## GOAL
Can you rewrite everything from the line containing "(format x=412, y=89)" down to the end of the records, requests included, raising each x and y coordinate in the answers by 114 and omitting the pictures?

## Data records
☆ ☆ ☆ ☆
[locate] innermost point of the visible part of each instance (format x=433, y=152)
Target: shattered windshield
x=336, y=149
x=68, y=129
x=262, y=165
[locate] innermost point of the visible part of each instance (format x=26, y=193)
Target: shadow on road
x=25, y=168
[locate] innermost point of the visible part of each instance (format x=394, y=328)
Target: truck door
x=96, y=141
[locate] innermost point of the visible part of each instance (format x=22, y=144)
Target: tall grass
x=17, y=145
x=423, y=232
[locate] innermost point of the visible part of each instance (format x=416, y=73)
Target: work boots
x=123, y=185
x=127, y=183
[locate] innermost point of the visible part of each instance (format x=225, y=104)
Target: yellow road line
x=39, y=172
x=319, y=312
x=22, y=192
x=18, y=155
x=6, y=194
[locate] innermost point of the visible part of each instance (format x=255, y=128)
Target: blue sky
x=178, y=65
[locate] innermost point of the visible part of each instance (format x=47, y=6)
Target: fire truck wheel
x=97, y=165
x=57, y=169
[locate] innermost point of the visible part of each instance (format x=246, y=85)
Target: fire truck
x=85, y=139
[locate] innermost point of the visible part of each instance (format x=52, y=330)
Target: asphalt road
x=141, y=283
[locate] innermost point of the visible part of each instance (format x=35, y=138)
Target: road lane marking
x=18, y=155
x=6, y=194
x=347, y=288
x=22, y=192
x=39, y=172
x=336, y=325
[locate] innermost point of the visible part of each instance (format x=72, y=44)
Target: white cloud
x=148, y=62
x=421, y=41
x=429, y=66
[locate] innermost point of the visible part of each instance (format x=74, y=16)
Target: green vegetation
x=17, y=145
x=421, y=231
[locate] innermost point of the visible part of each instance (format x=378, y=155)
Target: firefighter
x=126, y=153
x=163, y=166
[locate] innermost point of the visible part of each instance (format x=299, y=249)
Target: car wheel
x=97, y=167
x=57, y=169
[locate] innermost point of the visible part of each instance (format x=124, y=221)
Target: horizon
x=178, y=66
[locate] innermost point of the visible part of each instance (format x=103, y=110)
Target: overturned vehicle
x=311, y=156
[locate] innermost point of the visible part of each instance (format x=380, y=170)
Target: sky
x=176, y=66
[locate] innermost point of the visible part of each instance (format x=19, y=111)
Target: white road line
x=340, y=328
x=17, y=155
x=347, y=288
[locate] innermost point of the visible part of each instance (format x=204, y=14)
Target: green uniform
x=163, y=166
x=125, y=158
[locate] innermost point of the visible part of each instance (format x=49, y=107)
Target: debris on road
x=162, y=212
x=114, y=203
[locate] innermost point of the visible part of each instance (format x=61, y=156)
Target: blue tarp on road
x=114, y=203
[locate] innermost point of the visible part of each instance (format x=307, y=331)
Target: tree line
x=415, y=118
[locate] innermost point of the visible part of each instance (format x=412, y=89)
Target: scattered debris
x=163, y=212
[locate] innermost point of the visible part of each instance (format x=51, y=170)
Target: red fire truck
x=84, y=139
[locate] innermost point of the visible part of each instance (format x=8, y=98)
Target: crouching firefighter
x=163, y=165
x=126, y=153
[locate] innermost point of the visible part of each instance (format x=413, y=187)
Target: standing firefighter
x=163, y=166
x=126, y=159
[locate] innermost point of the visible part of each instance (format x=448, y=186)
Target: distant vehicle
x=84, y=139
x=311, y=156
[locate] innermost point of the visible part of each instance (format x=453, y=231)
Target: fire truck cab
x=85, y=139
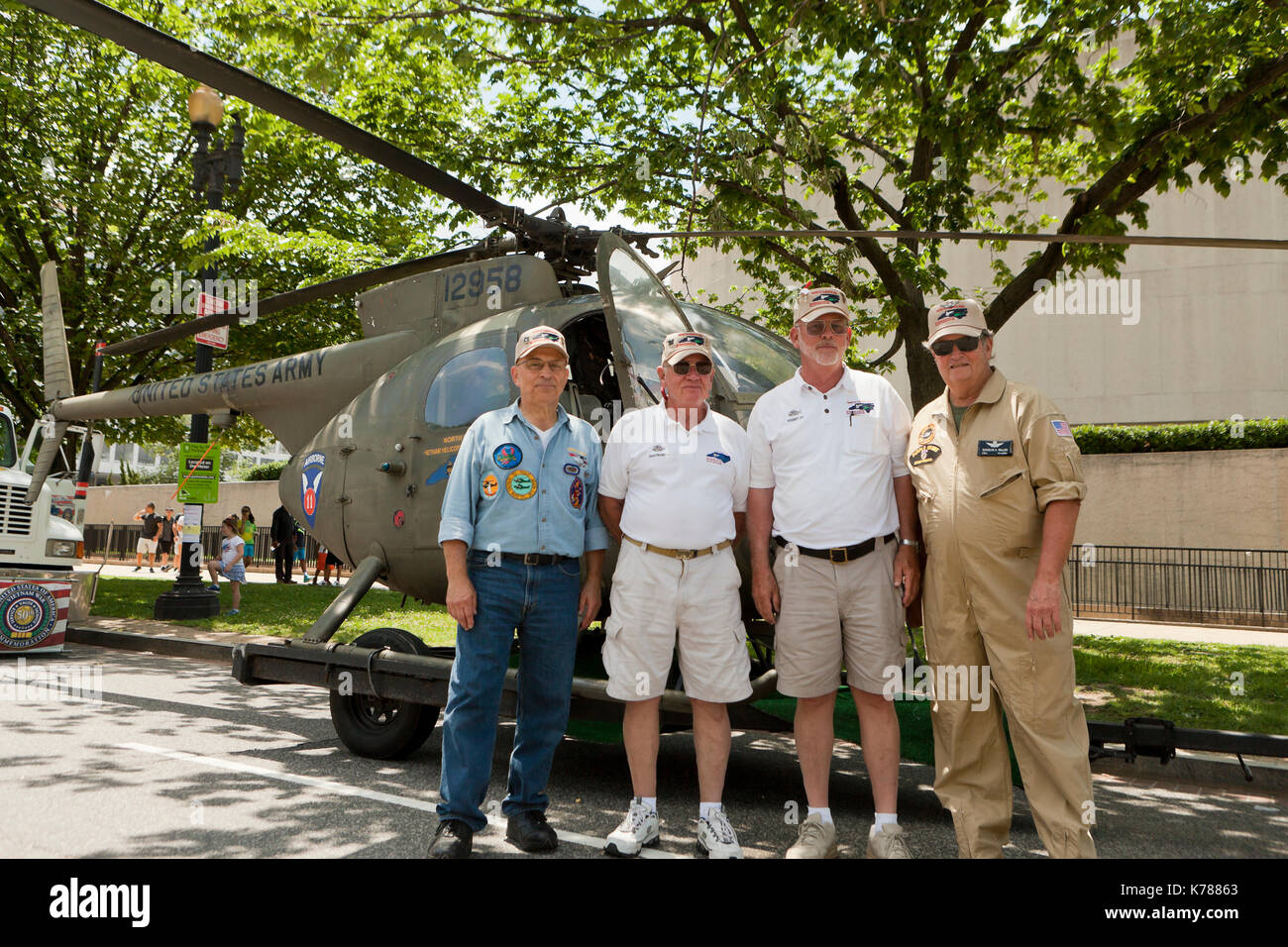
☆ ☆ ☆ ☆
## ANSWER FOR THIS EXERCISE
[locate] innermost point of the visible part of each instance (format x=412, y=89)
Target: scattered debris
x=277, y=326
[locate] innermost point of the visible part of each instance (format x=51, y=170)
Target: red fire truck
x=198, y=253
[locate] innermost point of the visible part of each instance (format x=8, y=98)
Target: crouching firefighter
x=277, y=279
x=240, y=267
[locate] innermost point of the visible part of each instance (format x=413, y=187)
Target: standing firefighter
x=277, y=280
x=240, y=273
[locate] innermost point of the visible part of each instance (format x=448, y=186)
Target: distant vehicle
x=198, y=253
x=425, y=270
[locate] innermost point of the visible part of each instance (format x=453, y=231)
Target: fire truck cab
x=199, y=253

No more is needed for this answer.